■ **Given task**:
Copy the data below word for word, starting at the line that contains "point_to(query) returns, for every instance of the truck tire" and ending after the line that contains "pixel 985 582". Include both of those lines and nothing outside them.

■ **Source records**:
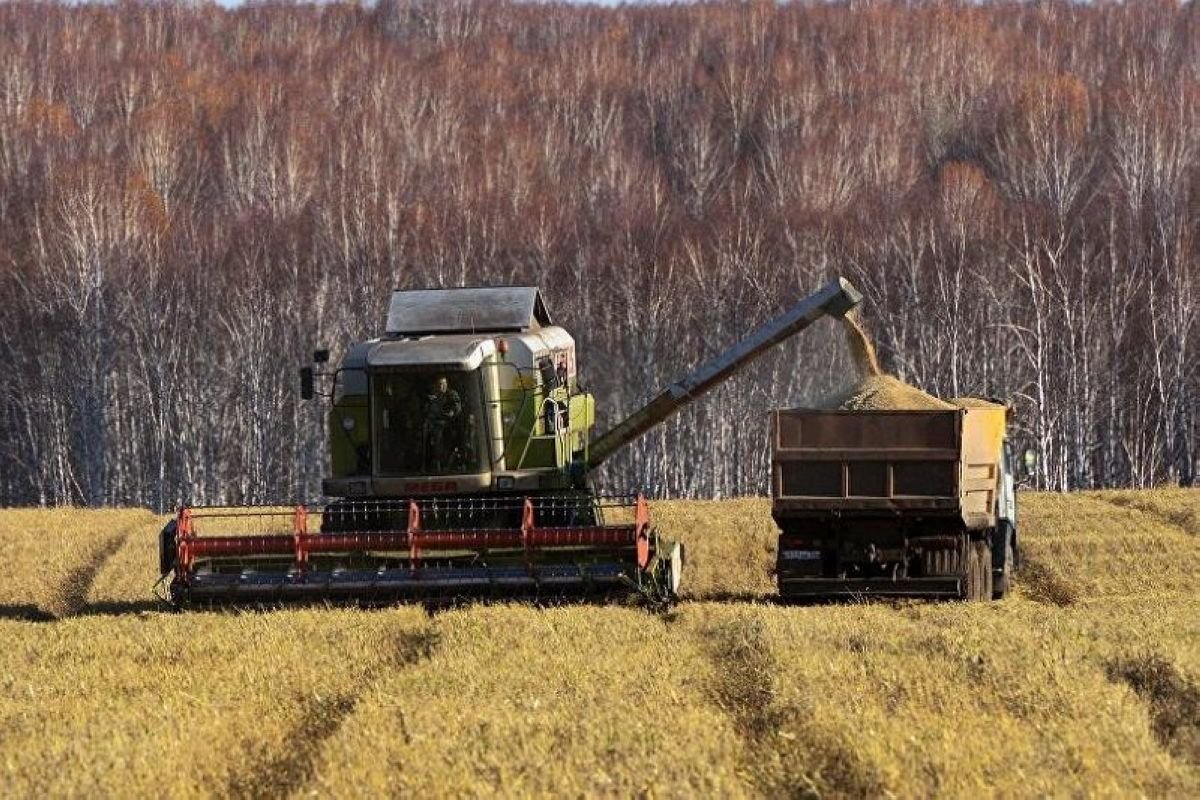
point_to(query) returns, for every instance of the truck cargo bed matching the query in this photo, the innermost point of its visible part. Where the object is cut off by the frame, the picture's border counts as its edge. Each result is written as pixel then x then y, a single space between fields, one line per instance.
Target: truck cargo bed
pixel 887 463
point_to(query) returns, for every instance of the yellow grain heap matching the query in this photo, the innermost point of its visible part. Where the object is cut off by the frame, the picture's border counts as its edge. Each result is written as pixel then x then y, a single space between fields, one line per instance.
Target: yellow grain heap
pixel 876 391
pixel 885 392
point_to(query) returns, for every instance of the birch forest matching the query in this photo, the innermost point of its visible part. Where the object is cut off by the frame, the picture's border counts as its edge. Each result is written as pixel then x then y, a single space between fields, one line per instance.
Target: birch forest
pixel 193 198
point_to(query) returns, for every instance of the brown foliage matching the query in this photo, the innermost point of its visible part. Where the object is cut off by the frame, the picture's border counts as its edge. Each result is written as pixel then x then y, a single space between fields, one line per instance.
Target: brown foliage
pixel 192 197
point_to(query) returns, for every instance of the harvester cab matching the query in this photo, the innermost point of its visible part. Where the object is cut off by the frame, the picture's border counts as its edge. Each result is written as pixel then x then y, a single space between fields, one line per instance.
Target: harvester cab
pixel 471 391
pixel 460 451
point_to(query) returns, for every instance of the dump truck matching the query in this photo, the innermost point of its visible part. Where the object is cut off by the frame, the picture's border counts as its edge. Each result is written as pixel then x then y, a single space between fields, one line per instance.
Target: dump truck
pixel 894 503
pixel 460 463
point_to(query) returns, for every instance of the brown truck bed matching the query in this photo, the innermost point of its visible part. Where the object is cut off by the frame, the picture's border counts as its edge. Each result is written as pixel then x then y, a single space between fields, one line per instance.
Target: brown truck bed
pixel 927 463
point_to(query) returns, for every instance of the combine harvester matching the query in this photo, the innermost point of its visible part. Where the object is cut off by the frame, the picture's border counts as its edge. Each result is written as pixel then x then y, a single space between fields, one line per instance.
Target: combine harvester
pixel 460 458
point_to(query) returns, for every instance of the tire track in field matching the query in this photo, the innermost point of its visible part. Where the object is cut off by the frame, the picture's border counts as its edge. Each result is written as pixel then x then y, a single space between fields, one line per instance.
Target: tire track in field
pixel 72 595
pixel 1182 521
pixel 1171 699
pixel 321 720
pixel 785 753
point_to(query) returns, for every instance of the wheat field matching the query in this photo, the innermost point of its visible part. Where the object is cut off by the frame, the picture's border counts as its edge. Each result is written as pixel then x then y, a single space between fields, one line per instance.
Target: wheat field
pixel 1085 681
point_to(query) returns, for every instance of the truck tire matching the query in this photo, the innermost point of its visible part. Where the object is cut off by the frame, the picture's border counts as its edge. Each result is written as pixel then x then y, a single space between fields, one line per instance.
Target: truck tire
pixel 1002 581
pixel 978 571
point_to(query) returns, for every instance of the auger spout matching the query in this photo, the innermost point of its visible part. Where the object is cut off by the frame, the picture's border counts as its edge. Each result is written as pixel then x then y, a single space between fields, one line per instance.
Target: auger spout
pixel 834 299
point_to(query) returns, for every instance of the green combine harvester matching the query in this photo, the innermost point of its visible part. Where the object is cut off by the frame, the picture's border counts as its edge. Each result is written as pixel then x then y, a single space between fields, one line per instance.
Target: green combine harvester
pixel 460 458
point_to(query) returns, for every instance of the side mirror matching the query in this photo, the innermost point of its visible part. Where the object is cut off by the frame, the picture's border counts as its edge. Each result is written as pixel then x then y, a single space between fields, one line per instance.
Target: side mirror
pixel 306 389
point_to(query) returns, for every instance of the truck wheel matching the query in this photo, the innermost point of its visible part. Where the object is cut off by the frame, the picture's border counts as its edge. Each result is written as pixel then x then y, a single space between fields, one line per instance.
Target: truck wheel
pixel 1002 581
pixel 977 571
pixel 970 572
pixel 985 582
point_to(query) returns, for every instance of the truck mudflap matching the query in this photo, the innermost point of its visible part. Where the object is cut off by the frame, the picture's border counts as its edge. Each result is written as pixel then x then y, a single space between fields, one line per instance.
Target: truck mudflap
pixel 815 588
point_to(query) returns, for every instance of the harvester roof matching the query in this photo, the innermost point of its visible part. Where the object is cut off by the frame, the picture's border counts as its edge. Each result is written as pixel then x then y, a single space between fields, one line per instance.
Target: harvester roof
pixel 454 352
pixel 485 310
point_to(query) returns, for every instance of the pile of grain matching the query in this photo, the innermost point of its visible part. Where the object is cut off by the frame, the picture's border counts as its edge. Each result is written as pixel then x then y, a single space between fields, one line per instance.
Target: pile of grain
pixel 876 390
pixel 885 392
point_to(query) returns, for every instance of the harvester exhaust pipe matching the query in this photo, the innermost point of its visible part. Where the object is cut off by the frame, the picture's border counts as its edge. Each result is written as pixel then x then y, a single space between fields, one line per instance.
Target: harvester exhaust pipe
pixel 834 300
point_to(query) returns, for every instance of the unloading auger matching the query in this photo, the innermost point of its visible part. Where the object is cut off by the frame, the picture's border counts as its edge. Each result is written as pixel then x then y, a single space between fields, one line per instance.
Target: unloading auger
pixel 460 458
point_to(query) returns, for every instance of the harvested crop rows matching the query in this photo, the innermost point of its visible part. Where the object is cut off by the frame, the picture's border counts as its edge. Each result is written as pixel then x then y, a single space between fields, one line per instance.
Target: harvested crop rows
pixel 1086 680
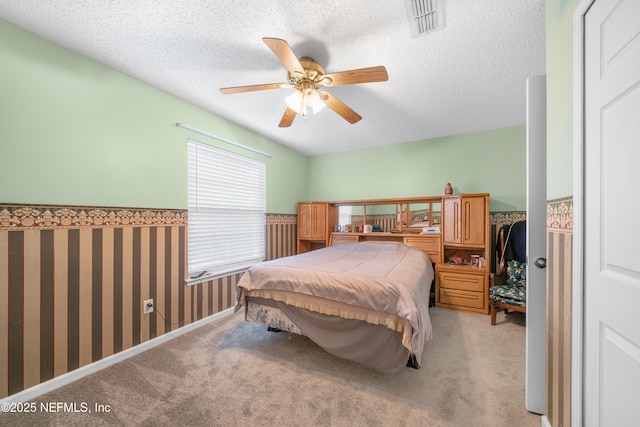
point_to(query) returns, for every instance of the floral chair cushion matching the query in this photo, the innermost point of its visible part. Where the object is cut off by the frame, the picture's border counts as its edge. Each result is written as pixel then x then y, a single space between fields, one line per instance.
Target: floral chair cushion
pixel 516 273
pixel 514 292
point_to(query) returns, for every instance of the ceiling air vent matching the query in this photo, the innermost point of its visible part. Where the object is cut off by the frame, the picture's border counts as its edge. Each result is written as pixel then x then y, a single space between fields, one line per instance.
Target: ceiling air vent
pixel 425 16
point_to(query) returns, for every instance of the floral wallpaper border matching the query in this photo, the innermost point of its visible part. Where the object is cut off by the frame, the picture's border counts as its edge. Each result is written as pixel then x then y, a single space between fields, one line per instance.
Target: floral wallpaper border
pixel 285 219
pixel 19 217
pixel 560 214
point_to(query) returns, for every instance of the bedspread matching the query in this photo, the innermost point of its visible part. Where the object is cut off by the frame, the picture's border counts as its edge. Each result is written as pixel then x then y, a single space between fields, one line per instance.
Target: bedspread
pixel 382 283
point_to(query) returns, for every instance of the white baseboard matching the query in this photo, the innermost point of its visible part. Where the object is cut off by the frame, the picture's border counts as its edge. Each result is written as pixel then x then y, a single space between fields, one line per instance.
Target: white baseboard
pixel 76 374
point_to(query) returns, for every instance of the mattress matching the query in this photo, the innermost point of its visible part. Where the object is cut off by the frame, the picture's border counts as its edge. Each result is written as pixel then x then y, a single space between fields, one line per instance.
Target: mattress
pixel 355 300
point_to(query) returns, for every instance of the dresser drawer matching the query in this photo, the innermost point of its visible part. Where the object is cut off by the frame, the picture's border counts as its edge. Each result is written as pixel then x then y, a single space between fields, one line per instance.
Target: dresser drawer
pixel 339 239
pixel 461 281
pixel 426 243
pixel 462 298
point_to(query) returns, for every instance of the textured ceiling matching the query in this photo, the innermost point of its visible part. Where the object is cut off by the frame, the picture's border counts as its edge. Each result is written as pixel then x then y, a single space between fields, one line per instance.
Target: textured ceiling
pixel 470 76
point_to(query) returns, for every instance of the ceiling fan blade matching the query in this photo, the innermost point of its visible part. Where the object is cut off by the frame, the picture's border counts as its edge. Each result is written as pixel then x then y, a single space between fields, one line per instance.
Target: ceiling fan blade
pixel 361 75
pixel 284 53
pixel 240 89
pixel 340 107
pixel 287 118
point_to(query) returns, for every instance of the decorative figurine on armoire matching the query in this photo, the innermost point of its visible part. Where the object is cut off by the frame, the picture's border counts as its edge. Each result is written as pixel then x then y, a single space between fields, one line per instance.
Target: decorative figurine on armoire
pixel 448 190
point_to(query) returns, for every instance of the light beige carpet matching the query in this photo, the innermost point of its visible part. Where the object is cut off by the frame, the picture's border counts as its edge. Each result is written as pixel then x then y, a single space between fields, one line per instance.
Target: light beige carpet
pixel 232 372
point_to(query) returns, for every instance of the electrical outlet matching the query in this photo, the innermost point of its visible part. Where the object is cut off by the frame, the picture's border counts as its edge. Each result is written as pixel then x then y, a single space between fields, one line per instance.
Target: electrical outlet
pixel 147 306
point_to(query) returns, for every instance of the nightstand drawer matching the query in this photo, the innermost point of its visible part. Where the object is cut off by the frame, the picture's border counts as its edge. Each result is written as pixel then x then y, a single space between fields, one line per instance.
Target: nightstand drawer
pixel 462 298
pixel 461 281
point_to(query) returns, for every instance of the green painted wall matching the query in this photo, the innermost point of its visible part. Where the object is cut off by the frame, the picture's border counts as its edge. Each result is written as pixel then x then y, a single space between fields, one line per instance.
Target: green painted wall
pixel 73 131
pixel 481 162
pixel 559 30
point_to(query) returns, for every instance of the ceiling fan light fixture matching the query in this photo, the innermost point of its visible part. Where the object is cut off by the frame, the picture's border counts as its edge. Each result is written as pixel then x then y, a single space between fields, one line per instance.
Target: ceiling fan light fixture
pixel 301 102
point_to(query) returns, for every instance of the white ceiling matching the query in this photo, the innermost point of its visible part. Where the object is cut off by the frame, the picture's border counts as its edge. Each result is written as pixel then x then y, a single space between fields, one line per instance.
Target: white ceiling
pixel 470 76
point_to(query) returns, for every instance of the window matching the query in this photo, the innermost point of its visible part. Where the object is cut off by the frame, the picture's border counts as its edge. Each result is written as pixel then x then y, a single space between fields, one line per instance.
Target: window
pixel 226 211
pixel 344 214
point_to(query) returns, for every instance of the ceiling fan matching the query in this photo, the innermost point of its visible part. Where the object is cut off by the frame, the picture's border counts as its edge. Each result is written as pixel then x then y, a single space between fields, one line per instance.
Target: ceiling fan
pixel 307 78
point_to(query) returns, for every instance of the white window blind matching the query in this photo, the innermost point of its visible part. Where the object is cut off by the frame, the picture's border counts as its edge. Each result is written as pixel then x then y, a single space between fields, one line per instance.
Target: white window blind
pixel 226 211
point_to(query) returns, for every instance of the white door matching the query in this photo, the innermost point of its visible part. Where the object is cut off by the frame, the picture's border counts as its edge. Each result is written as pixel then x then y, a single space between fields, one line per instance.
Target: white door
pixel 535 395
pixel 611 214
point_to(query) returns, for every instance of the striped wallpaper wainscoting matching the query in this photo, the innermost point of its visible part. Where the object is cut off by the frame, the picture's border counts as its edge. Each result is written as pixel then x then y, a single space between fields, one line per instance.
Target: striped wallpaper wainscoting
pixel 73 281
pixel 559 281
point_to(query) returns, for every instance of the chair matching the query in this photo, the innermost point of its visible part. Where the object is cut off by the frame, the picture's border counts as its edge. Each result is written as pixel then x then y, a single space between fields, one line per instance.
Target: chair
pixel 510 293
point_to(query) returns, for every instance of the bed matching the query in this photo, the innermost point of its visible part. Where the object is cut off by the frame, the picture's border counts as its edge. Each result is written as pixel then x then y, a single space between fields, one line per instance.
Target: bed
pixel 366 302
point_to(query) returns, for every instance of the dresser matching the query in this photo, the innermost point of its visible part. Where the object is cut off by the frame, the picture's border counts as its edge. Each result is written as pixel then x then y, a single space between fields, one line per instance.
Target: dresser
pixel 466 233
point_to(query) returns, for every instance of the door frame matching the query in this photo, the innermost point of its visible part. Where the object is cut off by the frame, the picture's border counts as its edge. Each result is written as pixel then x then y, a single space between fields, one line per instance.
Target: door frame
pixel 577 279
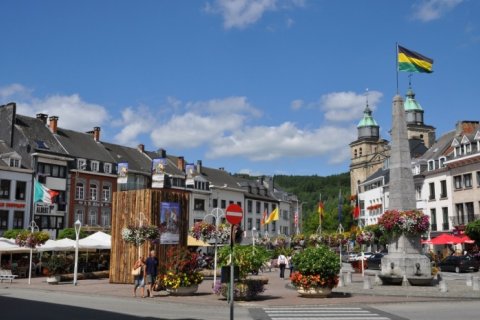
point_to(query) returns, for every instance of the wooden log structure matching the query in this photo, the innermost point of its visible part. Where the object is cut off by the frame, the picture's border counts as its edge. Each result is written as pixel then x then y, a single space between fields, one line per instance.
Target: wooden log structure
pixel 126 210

■ **Correct result**:
point_to(query) returns, for every instance of the truck tire matching the query in this photo, the innermost point of its visible part. Where the object is cut off by the frame, the picture's border counts as its edge. Each result is written as pixel then x then y, a single space between fields, one line per instance.
Target: truck tire
pixel 1002 581
pixel 978 571
point_to(query) returns, for every instance of the auger spout matching the query in this photo, the innermost point of its visible part. Where the object is cut off by the frame, the picture's border counts as its edge. Each result is written as pixel then x then y, a single space between fields, one line per instance.
Target: auger spout
pixel 834 299
point_to(query) returns, for every instance of the green combine harvester matching the query in this photo, the innermost point of its visible part. Where the object is cut off by the frame, the picture's border counts as its edge. Each result is written as pixel then x then y, a single space between fields, one line per instance.
Target: green combine harvester
pixel 460 458
point_to(query) returns, for every instance of the side mirror matching the query in this photo, the innermost point of its visible part. Where the object is cut off by the frame, the picture's border counts as its edge. Each result is written as pixel then x then y, a single space between fields, one line per instance.
Target: side mirror
pixel 306 389
point_to(query) returns, for every instance of the truck wheel matching the query in this photo, the innermost point of its visible part. Where the object is cut off by the frame, the picture's border counts as its edge. Each result is written as pixel then x then y, a single space between fields, one line per instance.
Target: truck wheel
pixel 1002 581
pixel 977 571
pixel 970 572
pixel 985 582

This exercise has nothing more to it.